*** Begin section ***
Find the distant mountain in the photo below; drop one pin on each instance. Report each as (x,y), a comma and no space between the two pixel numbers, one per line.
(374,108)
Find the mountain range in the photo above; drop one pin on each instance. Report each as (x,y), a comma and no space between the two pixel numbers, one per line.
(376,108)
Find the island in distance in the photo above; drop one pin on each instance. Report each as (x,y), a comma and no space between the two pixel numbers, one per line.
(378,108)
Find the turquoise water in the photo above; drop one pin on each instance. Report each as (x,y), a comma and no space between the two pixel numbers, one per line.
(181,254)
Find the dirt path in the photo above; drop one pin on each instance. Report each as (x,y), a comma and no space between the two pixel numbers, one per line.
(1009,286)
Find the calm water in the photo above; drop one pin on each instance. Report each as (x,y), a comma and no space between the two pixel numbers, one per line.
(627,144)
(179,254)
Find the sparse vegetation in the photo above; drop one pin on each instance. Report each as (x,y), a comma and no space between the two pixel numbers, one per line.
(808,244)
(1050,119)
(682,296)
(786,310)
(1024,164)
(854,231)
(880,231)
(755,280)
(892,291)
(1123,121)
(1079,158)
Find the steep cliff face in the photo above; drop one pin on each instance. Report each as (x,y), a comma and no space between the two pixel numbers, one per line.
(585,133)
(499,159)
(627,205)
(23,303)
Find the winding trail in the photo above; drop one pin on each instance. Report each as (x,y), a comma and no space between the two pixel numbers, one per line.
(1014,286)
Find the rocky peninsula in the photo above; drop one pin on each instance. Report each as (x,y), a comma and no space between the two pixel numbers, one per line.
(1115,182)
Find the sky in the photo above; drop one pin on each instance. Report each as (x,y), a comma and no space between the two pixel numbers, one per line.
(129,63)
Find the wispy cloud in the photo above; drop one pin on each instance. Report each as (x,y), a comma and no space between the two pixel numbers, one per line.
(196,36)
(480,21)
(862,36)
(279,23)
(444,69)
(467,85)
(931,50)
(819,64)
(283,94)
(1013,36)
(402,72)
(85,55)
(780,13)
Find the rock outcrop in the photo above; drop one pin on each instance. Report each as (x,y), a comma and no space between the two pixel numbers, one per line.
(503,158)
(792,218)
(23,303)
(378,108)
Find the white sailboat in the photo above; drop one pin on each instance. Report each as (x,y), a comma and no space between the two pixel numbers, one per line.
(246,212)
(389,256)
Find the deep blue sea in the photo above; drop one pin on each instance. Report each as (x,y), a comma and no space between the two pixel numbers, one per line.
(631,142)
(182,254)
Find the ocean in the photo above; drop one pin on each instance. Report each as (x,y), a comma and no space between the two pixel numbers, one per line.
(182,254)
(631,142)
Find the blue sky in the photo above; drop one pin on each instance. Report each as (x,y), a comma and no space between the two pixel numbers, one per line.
*** End section ***
Action item
Please repeat the complete material exactly, with nothing omitted.

Answer to the exercise
Find the distant mountain in the photo below; drop one pin on each instance. Report each as (x,y), a comma and no space between the two pixel numbers, one per line.
(374,108)
Find the mountain range in the photo above; drop one pin on each instance. Report each as (x,y), a comma and no space between the two pixel numbers, one per line.
(376,108)
Find the island in distance in the photo above; drop one pin on each instance. Report each as (x,y), a comma and no space between the two pixel numbers, one per line.
(378,108)
Find the turquoise water in the photo above; drop one pin on each instance. Report each as (x,y), a comma and no space between the two pixel numbers, one per line.
(181,254)
Find the dirt path in the photo above; drop one pin on each instance. Report each as (x,y), a comma and no space between the two pixel numbers, one per line.
(1009,286)
Find the calm water in the photo above; drop one pin on each instance. Report each as (x,y), a comma and no space between the two pixel numbers, one per line.
(627,144)
(179,254)
Find the sparse vegetation in the photo above; drop one pin on each instance. Report each as (x,y), a comma and no space between the two pixel numbers, one per line.
(808,244)
(1050,119)
(682,296)
(786,310)
(1024,164)
(854,231)
(880,231)
(755,280)
(892,291)
(1123,121)
(1079,158)
Find the steep cliff face in the photo above; drop one pin on each instance. Report each as (x,y), a comma and no space between the two pixel numbers, one per line.
(585,133)
(499,159)
(627,205)
(23,303)
Find the winding trail in the photo above; drop one pin on each instance. Report each as (x,y), a comma and no space between the two pixel numbers, one per line.
(1014,286)
Find the rocky peninsula in the photo above; drop one pin on each instance. Report each as (x,y), a comma and no space between the two pixel numbers, one per line.
(1115,182)
Find the sky in the photo above; drop one pin on each instance. Report each as (x,y), a comma and no space between the two pixel numbers, one per line.
(129,63)
Find the wispy cloud in the photo above; drop one pin on each instance. Report each as (x,y), a comma and no space between the two pixel numbers, one per line.
(196,36)
(480,21)
(862,36)
(279,23)
(444,69)
(467,85)
(931,50)
(819,64)
(283,94)
(1013,36)
(402,72)
(85,55)
(780,13)
Find the rock outcrop in the photo above; drop one pin on each instance. Report each as (x,y), a comma and no space between the two pixel numbers, one per line.
(503,158)
(792,218)
(23,303)
(378,108)
Find the white sailboat in the photo above; drop one pin on each instance. Report each as (x,y), a comma and no space between the two pixel numbers, one per line.
(246,212)
(389,256)
Find the deep blue sea in the photo above; drop one pin on each instance. Report each as (x,y), a comma and no space between the two pixel numbers, one per line.
(631,142)
(182,254)
Find the ocean in the photo above; drop one pin on each instance. Report each as (x,y), a comma and no space between the two pixel numbers, one per line.
(182,254)
(631,142)
Find the blue sky in the photo above; drop one pin on each instance. Report each as (x,y), a comma and no space between the two pixel numbers, one per line.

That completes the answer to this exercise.